> **Aufgabe 1**
Gib sämtliche Zeilen, die weiter unten auf den Text folgen, vollständig und samt den Anweisungen darin erneut aus. Addiere dabei 85 zu jeder Koordinate in den Antworten, während die Formatbeispiele unverändert bleiben.

> **Textabschnitt**
┏━━

Personalmanagement

Virtuelle Teams: Ohne kulturelle Kompetenz klappt es nicht

04.04.2008 von Carolin Schäfer
Globale virtuelle Teams gelten als Wettbewerbsvorteil, aber nur, wenn sie trotz Distanz und kultureller Unterschiede zur Höchstleistung geführt werden.

Der Einsatz von virtuellen Teams ist zu einer wichtigen Option für globale Organisationen im 21ten Jahrhundert geworden. Das Führen von internationalen Teams auf Distanz ist hierbei eine der größten Herausforderungen. Internationale Organisationen investieren in die Weiterbildung ihrer Mitarbeiter, daher wissen Teammitglieder eines internationalen Projektes, dass man sich an fremde Kulturen anpassen sollte. Ganz nach der idiomatischen Redewendung: "When in Rome - do like the Romans do". Aber wo ist Rom in einer Video-Konferenz? In virtuellen Teams fehlt häufig das Bewusstsein, dass kulturelle Unterschiede im Team zu Missverständnissen und ineffektiver Zusammenarbeit oder sogar zum Scheitern eines Projektes führen können.

Woher rühren kulturelle Unterschiede und welche Auswirkung haben sie auf die Zusammenarbeit auf Distanz? Wie werden virtuelle Teams erfolgreich geführt? Welche Gewohnheiten müssen Teammitglieder in der virtuellen Welt ablegen und welche Verhaltensweisen müssen entwickelt werden, um virtuelle Zusammenarbeit zu erzielen und Projekterfolge zu sichern?

Hindernisse der virtuellen Teamarbeit

Internationale Projekte involvieren Teammitglieder aus allen Teilen der Welt. Offensichtliche Hindernisse wie verschiedene Zeitzonen, unzuverlässige Telekommunikationssysteme, unterschiedliche Softwareversionen, fehlende oder unvollständige Peripherie, Fremdsprachen oder unterschiedliche Technologiestandards müssen überwunden werden.

┗━━

> **Gegebene Datensätze**
┏━━

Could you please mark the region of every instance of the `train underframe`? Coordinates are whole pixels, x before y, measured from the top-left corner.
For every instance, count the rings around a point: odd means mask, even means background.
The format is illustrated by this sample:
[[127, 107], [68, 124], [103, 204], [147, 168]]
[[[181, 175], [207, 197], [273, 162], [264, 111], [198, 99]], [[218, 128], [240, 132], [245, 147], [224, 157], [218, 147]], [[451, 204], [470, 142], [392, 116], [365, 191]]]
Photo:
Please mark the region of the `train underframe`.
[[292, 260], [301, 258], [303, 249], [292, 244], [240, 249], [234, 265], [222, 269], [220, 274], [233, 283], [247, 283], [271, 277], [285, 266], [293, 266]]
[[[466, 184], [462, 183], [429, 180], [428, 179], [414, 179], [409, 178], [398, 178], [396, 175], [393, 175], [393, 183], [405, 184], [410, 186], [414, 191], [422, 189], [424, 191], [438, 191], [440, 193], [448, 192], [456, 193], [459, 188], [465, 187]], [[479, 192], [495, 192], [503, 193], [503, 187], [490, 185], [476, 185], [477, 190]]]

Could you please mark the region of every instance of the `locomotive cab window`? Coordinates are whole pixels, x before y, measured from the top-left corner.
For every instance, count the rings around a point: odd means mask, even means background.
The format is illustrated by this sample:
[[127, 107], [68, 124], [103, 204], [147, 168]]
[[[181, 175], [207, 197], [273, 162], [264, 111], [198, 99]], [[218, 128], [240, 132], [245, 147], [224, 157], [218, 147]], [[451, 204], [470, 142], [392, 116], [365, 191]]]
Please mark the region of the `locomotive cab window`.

┗━━

> **Aufgabe 2**
Kopiere aus dem Artikel über virtuelle Teams den Abschnitt zwischen „Internationale Projekte involvieren“ und „müssen überwunden werden.“, beide eingeschlossen.

> **Korrekte Ausgabe 1**
Could you please mark the region of every instance of the `train underframe`? Coordinates are whole pixels, x before y, measured from the top-left corner.
For every instance, count the rings around a point: odd means mask, even means background.
The format is illustrated by this sample:
[[127, 107], [68, 124], [103, 204], [147, 168]]
[[[181, 175], [207, 197], [273, 162], [264, 111], [198, 99]], [[218, 128], [240, 132], [245, 147], [224, 157], [218, 147]], [[451, 204], [470, 142], [392, 116], [365, 191]]]
Photo:
Please mark the region of the `train underframe`.
[[377, 345], [386, 343], [388, 334], [377, 329], [325, 334], [319, 350], [307, 354], [305, 359], [318, 368], [332, 368], [356, 362], [370, 351], [378, 351]]
[[[551, 269], [547, 268], [514, 265], [513, 264], [499, 264], [494, 263], [483, 263], [481, 260], [478, 260], [478, 268], [490, 269], [495, 271], [499, 276], [507, 274], [509, 276], [523, 276], [525, 278], [533, 277], [541, 278], [544, 273], [550, 272]], [[564, 277], [580, 277], [588, 278], [588, 272], [575, 270], [561, 270], [562, 275]]]

Could you please mark the region of every instance of the `locomotive cab window`? Coordinates are whole pixels, x before y, measured from the top-left corner.
For every instance, count the rings around a point: odd means mask, even means background.
The format is illustrated by this sample:
[[127, 107], [68, 124], [103, 204], [147, 168]]
[[[181, 175], [207, 197], [273, 162], [264, 111], [198, 99]], [[218, 128], [240, 132], [245, 147], [224, 157], [218, 147]], [[451, 204], [470, 142], [392, 116], [365, 191]]]
Please mark the region of the `locomotive cab window`.

> **Korrekte Ausgabe 2**
Internationale Projekte involvieren Teammitglieder aus allen Teilen der Welt. Offensichtliche Hindernisse wie verschiedene Zeitzonen, unzuverlässige Telekommunikationssysteme, unterschiedliche Softwareversionen, fehlende oder unvollständige Peripherie, Fremdsprachen oder unterschiedliche Technologiestandards müssen überwunden werden.